┌─ Text segment

# IRON-X Wheel Cleaner – WOW!



## adchesney (Jun 5, 2008)

I reckon most of you folks know of this product. However, I used it for the first time on Sunday on my 535d E61. I just had to write and tell you all GO BUY SOME OF THIS STUFF…the results are impressive.

In the last 30 years I have used all sorts of cleaning solutions and products on my wheels…and only yesterday was I staggered by the impressive results, in my limited view nothing I’ve used compares to this stuff (Car pro Iron-X 1Lit for £15)

Within 20 minutes I had all 4 wheels absolutely spotless. Excellent stuff, if you haven't tried it give it a go, let me know if you get the same results.

ANDREW


----------



## paul mersea (Feb 25, 2013)

Now there spotless mate claybar and seal them dont want all that hardwork to go to waste


----------



## -Kev- (Oct 30, 2007)

its not actually a wheel cleaner (should be used after a normal wheel cleaner imo), can be used on paintwork too..


----------



## cmillsjoe (Jun 20, 2012)

ironx you say umm i shall move my rock and try it


----------



## Markojay (Mar 2, 2010)

Its Awesome stuff just cant stand the smell of it!!


----------



## tom-225 (Aug 30, 2009)

I just read Dookas little review of a new one coming out that is ment to have a nice sweet smell

here it is

http://www.detailingworld.co.uk/forum/showthread.php?t=305126


----------



## piston_warrior (Jul 25, 2012)

Or.... you can buy Wonder Wheels from Tesco for £1.73 for 500ml and it smells the same and does exactly the same.

└─
┌─ Records provided

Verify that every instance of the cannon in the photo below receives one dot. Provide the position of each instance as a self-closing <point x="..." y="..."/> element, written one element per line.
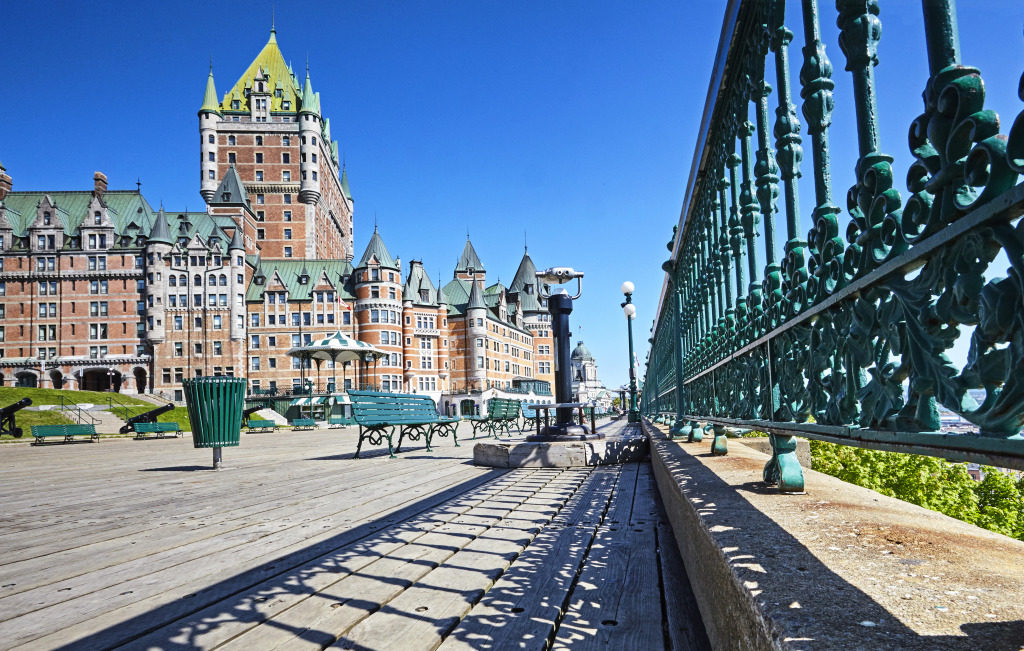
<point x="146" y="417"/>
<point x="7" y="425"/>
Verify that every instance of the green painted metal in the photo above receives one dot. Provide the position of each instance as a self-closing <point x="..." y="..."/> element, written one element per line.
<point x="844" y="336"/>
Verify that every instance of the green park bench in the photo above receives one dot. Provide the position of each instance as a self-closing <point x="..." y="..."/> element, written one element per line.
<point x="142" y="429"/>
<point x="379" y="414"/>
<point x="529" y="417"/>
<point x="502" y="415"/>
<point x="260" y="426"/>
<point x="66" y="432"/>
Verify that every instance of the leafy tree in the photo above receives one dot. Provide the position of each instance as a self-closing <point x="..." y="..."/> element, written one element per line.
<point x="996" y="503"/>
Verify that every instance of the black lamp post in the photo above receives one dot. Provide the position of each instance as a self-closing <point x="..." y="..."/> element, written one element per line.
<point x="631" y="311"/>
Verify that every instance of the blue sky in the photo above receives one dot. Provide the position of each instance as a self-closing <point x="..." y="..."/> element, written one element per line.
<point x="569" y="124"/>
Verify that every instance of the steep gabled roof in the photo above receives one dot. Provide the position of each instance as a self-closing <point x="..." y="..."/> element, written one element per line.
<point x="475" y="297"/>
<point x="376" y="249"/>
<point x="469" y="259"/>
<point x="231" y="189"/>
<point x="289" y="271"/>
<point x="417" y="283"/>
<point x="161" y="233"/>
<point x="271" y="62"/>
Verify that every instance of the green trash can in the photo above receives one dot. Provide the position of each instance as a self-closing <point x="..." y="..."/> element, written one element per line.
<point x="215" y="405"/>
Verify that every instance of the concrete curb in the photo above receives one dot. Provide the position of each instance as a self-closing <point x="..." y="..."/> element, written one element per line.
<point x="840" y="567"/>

└─

→ The tasks:
[a] Return each line of the entries that contains the string "curb".
[b] Please continue the Iron-X wheel cleaner thread, picking up after its final post.

→ Responses for each task:
[a]
Verify that every instance of the concrete curb in the photo above receives one dot. Provide the position of each instance as a self-closing <point x="..." y="..."/> element, written one element per line.

[b]
----------



## Trip tdi (Sep 3, 2008)

I sometimes just use Iron remover as a wheel cleaner on it's own find it works perfectly all the time, saves time from washing with a wheel cleaner before hand, then use a tar remover afterwards and seal if needed.


----------



## luke w (Dec 11, 2012)

Yeah I used it for the first time a few months ago and it's definitely impressive! I have just got some Auto Finnese Iron Out to try at the wknd so looking forward to seeing how it compares!


----------



## james_death (Aug 9, 2010)

Glad to hear you were impressed.

As others have said i would use after a wheel clean, if wheels very very bad years worth i would probably use wonder wheels or other acid to get on top of it and follow with the iron_x.

If wheels are well maintained i would use the Iron-X or other similar products for best clean before sealing.

You will always get a bleed on wheels they have iron thrown at them all the time.

Would be more inclined to use on paintwork.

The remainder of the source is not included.